## TEXTABSCHNITT:
Lametta und Kugeln am Lagerfeuer
Die Stimmung untereinander sei gut gewesen. "Streit konnten wir uns hier draußen nicht erlauben", beschreibt er die Zeit mit seinen Kumpels. Jahr für Jahr begingen die Männer auch das Weihnachtsfest gemeinsam. Tannenbaum, Christbaumkugeln und Lametta neben einem Lagerfeuer ließen auch unter der Brücke so etwas wie Weihnachtsstimmung aufkommen. Oftmals, erinnert sich Brauni, kamen Freunde zu Besuch.
Stadt Bingen räumt Zeltstadt wegen Landesgartenschau
Die Idylle endete jäh im Jahr 2007. Die Stadt Bingen bereitete damals die Landesgartenschau 2008 vor. Sie sollte das Rheinufer der Stadt revitalisieren. Den Stadtoberen waren die Obdachlosen unter der Brücke offensichtlich ein Dorn im Auge. Touristen sollten die Menschen unter der Brücke wohl besser nicht zu Gesicht bekommen. Im Spätherbst vor 15 Jahren klebten plötzlich orangefarbene Zettel an den Zelten. Wie bei einem abgestellten Auto, lächelt Brauni. Auf den Zetteln setzte die Stadt Bingen den Obdachlosen eine Frist, in der sie den Platz räumen mussten.

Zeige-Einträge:
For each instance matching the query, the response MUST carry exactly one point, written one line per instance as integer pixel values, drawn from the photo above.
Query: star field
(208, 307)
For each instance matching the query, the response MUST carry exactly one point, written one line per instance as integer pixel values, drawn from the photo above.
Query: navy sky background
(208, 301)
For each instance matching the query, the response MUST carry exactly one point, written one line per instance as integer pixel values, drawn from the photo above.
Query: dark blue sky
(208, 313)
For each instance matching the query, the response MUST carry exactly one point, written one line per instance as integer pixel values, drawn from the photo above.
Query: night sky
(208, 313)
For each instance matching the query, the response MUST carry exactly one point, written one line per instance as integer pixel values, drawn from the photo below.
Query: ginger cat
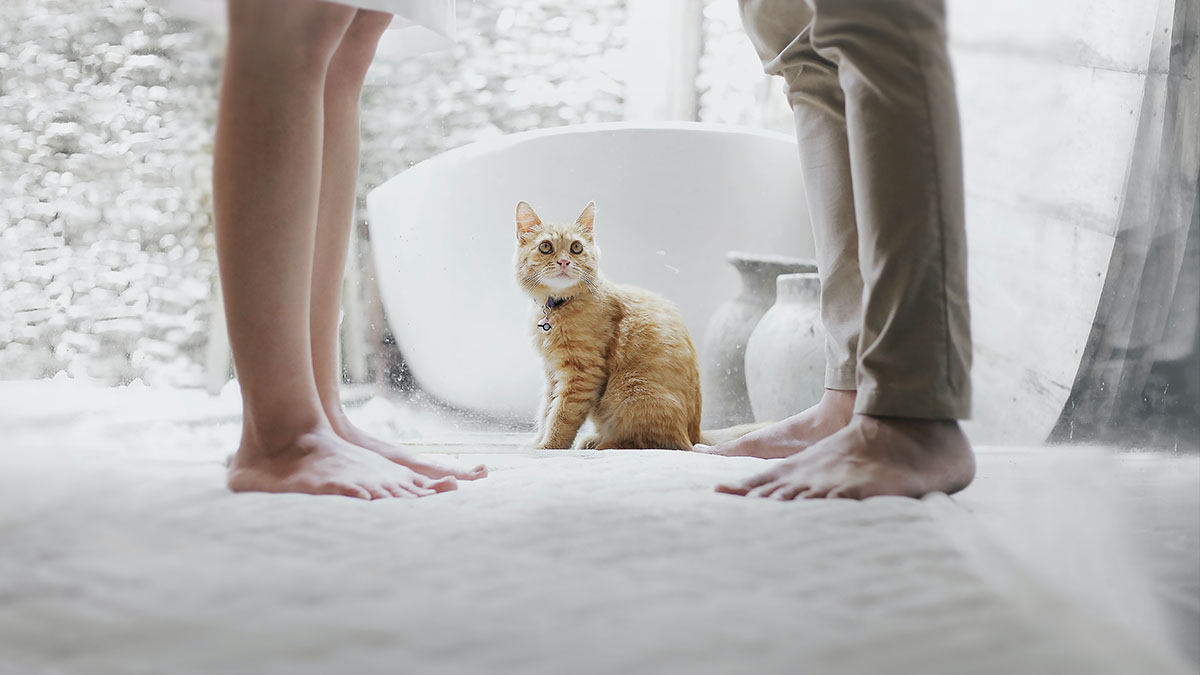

## AUFGABEN:
a) Beantworten Sie anhand des Textabschnitts über die Zeltstadt unter der Brücke die folgenden Fragen:
(i) Was stand zum Weihnachtsfest neben dem Lagerfeuer?
(ii) Welche Veranstaltung bereitete die Stadt Bingen im Jahr 2007 vor?
(iii) Welche Farbe hatten die Zettel, die an den Zelten klebten?
b) Zitieren Sie aus dem Textabschnitt die Stelle, die mit „Stadt Bingen räumt“ beginnt und bis einschließlich „Platz räumen mussten.“ reicht.

## LÖSUNGSÜBERSICHT:
a)
(i) Ein Tannenbaum, Christbaumkugeln und Lametta.
(ii) Die Landesgartenschau 2008.
(iii) Sie waren orangefarben.

b)
Stadt Bingen räumt Zeltstadt wegen Landesgartenschau
Die Idylle endete jäh im Jahr 2007. Die Stadt Bingen bereitete damals die Landesgartenschau 2008 vor. Sie sollte das Rheinufer der Stadt revitalisieren. Den Stadtoberen waren die Obdachlosen unter der Brücke offensichtlich ein Dorn im Auge. Touristen sollten die Menschen unter der Brücke wohl besser nicht zu Gesicht bekommen. Im Spätherbst vor 15 Jahren klebten plötzlich orangefarbene Zettel an den Zelten. Wie bei einem abgestellten Auto, lächelt Brauni. Auf den Zetteln setzte die Stadt Bingen den Obdachlosen eine Frist, in der sie den Platz räumen mussten.